▸ **EXTRACT PROVIDED**
= = = =

Setting the Scene
Imagine this – you have 4 clients, and you want to produce a list of which accounting systems they use (Sage, Quickbooks, Xero, Netsuite and so on). A quirk of this piece of MI is that it is a many-to-many relationship; multiple clients might all use the same accounting system, but equally one client can, on occasions, use multiple different systems:
If I wanted to summarise this, I could easily show that 3 clients use system 1, 1 client uses system 2 and 1 client uses system 3. But what if I want to show the percentage of clients on system 1? Because client A uses two different systems, the calculations become more complicated. System 1 appears 60% of the time in our table, but is actually in use at 75% of the clients. Systems 2 and 3 only appear 20% of the time in our table, but each is in use at 25% of our clients.

= = = =

▸ **DIRECTIVES**
1 - Could you copy word for word the part of the passage on client accounting systems that opens with the words containing "Setting the Scene" and closes with "of our clients."?
2 - Which accounting systems are named in the passage on client accounting systems?
The items below come from a different source.

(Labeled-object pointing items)

= = = =

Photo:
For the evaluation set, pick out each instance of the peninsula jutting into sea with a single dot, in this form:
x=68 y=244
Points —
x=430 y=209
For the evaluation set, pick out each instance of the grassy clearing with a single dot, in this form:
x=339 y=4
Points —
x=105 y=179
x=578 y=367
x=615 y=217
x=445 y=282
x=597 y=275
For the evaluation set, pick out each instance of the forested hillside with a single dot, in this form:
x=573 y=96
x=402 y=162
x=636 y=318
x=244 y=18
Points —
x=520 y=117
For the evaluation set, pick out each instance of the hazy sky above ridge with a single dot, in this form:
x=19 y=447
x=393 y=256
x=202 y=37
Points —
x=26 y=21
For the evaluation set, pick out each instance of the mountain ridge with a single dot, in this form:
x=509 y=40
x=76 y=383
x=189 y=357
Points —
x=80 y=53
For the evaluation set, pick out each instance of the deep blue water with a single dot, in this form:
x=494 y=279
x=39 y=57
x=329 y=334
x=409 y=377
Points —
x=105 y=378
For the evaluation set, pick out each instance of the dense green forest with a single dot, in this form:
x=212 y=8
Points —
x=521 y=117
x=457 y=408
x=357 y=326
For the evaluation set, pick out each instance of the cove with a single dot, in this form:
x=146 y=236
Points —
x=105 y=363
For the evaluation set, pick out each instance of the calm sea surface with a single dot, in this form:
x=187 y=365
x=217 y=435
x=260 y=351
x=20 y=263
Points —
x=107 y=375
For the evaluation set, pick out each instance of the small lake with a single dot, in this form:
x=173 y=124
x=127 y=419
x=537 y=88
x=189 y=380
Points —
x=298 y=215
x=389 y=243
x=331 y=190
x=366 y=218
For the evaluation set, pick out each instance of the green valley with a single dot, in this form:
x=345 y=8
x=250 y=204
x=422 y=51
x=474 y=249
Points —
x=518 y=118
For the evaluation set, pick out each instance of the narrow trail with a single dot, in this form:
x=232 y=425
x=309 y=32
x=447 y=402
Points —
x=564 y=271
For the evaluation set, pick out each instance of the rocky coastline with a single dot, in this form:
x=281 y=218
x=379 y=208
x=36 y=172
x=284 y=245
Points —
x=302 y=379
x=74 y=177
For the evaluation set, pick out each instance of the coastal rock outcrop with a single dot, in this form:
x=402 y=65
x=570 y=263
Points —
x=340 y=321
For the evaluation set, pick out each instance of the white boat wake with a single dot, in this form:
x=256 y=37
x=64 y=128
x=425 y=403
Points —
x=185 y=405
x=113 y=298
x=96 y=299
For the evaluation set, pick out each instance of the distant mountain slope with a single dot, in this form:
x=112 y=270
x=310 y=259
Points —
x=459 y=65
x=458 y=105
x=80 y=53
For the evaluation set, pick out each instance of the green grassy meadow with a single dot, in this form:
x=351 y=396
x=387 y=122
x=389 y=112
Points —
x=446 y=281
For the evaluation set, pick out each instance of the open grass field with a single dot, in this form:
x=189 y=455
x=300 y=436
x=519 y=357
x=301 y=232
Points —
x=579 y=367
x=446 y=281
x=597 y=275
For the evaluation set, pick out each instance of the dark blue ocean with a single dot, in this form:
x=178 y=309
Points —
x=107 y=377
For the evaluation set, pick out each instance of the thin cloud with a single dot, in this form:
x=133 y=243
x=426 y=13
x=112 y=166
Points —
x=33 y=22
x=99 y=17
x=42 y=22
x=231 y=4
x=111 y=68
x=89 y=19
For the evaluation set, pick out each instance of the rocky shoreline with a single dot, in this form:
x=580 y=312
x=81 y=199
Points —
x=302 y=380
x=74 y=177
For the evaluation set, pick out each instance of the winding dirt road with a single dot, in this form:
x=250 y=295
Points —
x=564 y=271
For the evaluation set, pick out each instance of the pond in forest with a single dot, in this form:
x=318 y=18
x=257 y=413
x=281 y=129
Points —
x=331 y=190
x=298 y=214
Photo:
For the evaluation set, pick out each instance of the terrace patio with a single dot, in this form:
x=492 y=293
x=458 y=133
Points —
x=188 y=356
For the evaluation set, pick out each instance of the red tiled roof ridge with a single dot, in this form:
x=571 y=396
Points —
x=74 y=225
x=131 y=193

= = = =

▸ **RESPONSES PER TASK**
1 -
Setting the Scene
Imagine this – you have 4 clients, and you want to produce a list of which accounting systems they use (Sage, Quickbooks, Xero, Netsuite and so on). A quirk of this piece of MI is that it is a many-to-many relationship; multiple clients might all use the same accounting system, but equally one client can, on occasions, use multiple different systems:
If I wanted to summarise this, I could easily show that 3 clients use system 1, 1 client uses system 2 and 1 client uses system 3. But what if I want to show the percentage of clients on system 1? Because client A uses two different systems, the calculations become more complicated. System 1 appears 60% of the time in our table, but is actually in use at 75% of the clients. Systems 2 and 3 only appear 20% of the time in our table, but each is in use at 25% of our clients.

2 - Sage, Quickbooks, Xero, Netsuite